The problem -> Repeat the lines below verbatim, from the line with "Would you say the scene above contains any white" up to and including the line with "[409,211,507,229]", and nothing else.

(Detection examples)
════

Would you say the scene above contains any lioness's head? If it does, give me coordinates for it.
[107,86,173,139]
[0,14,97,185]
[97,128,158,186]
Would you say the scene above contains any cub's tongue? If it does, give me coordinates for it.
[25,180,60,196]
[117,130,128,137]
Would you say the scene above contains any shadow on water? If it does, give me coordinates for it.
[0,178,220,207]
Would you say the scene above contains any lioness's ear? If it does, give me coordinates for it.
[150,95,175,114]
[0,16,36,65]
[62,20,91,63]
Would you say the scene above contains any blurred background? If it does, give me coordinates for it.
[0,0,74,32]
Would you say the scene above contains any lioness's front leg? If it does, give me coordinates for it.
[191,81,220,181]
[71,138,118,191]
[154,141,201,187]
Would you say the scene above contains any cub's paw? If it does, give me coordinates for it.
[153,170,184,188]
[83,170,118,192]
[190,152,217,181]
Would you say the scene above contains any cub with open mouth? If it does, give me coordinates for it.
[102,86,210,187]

════

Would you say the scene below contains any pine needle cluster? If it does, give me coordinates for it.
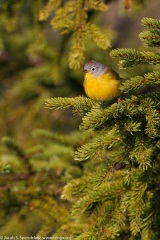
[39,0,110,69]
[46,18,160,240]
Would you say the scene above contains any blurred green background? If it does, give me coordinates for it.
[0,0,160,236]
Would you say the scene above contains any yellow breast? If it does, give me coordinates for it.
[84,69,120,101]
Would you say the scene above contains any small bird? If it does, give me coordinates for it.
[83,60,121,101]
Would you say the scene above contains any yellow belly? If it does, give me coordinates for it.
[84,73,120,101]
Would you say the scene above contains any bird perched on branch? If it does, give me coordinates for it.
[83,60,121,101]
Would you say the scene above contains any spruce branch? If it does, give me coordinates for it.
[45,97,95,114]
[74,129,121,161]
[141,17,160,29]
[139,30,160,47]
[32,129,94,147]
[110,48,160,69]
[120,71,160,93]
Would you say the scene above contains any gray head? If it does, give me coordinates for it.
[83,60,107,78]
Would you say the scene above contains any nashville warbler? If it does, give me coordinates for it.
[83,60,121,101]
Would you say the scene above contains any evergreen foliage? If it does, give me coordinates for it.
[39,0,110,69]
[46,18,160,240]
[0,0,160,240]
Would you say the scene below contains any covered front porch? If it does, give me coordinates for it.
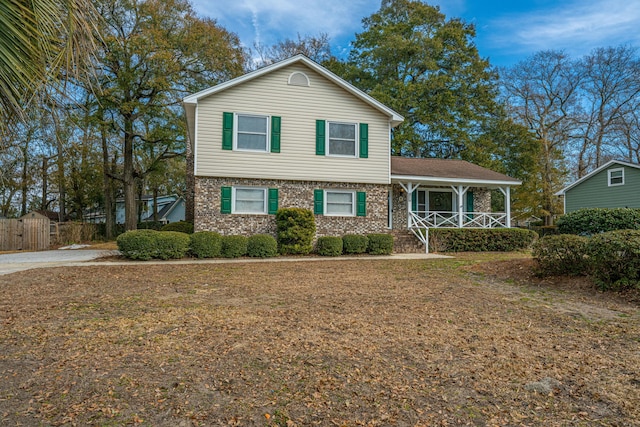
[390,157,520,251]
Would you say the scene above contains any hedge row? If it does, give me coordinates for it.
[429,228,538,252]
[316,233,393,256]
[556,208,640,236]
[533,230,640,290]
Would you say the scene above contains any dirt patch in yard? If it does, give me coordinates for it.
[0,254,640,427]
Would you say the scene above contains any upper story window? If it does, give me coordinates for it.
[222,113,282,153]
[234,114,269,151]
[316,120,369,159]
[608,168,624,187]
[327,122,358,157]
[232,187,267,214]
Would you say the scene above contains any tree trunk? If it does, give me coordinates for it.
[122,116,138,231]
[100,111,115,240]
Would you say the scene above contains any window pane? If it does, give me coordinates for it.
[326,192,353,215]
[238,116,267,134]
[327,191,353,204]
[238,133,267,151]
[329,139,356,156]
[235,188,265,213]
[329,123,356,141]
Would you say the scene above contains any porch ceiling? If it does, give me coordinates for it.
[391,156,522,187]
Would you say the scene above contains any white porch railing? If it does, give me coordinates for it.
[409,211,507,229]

════

Output below ->
Would you say the scene above contains any white porch railing? If it does, give me coordinates for it.
[409,211,507,229]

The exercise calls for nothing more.